─── DATASET ROWS
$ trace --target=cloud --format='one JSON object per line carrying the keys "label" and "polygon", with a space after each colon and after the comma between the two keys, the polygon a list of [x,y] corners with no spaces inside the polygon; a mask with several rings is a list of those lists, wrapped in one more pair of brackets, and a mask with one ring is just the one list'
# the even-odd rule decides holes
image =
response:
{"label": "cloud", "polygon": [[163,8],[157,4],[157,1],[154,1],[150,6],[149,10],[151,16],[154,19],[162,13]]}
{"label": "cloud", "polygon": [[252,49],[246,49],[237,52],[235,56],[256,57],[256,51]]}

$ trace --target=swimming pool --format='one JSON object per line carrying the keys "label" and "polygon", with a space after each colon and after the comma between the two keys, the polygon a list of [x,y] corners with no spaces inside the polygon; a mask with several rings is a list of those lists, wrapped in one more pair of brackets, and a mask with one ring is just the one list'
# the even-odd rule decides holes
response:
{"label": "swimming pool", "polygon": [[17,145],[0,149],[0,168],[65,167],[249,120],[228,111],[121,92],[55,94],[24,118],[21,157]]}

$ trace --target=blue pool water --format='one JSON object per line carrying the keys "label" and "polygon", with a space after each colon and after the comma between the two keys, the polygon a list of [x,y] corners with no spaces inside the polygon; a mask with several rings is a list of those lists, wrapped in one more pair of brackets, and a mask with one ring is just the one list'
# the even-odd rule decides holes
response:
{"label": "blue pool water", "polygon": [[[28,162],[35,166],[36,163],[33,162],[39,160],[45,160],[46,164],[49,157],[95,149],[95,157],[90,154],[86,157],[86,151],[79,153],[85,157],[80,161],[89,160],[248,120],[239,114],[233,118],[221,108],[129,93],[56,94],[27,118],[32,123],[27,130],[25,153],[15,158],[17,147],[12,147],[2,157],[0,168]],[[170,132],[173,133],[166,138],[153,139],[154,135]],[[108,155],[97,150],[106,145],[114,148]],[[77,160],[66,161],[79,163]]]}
──────
WHAT THE TASK REQUIRES —
Switch "response" to "output" throughout all the records, and write out the lines again with nothing else changed.

ANSWER TO THIS PROBLEM —
$ trace --target=cloud --format='one JSON object per line carrying the keys "label" and "polygon", with a space after each colon and after the comma between the two keys, the polygon a list of [x,y] corners with no spaces inside the polygon; a mask with several rings is a list of those lists, wrapped in one more pair of brackets, and a mask with one ring is just the one list'
# the even-odd rule decides holes
image =
output:
{"label": "cloud", "polygon": [[163,8],[157,4],[157,1],[154,1],[150,6],[149,10],[151,16],[154,19],[162,13]]}
{"label": "cloud", "polygon": [[252,49],[246,49],[237,52],[235,56],[256,57],[256,51]]}

$ trace --target=swimming pool --format='one JSON object per line carrying the keys "label" and "polygon", with a space after each colon and after the comma between the two keys, the polygon a list of [x,y] corners with no spaces inside the polygon; a mask with several rings is a list of those lists, wrapped in one more pair of brackets, and a mask with one ring is just the one list'
# the even-odd rule decides holes
output:
{"label": "swimming pool", "polygon": [[17,145],[0,149],[0,168],[65,167],[249,120],[228,111],[121,92],[55,94],[24,118],[21,157]]}

$ trace --target=blue pool water --format='one JSON object per line carrying the keys "label" and "polygon", with a space after each colon and after the comma between the two keys, the polygon a list of [x,y] corners with no spaces inside the polygon; a mask with several rings is a list of those lists, wrapped in one more pair of brackets, and a mask with one ring is just the one list'
# the even-odd rule decides holes
output:
{"label": "blue pool water", "polygon": [[[28,162],[35,166],[36,163],[33,162],[39,160],[45,160],[46,164],[49,157],[95,149],[95,157],[90,154],[86,157],[86,151],[79,153],[85,157],[80,161],[89,160],[248,120],[239,114],[233,118],[221,108],[129,93],[56,94],[27,118],[32,123],[27,130],[25,153],[15,158],[17,147],[12,147],[2,157],[0,168]],[[170,132],[173,133],[166,138],[153,139],[154,135]],[[108,155],[97,150],[106,145],[114,148]],[[77,160],[66,161],[79,163]]]}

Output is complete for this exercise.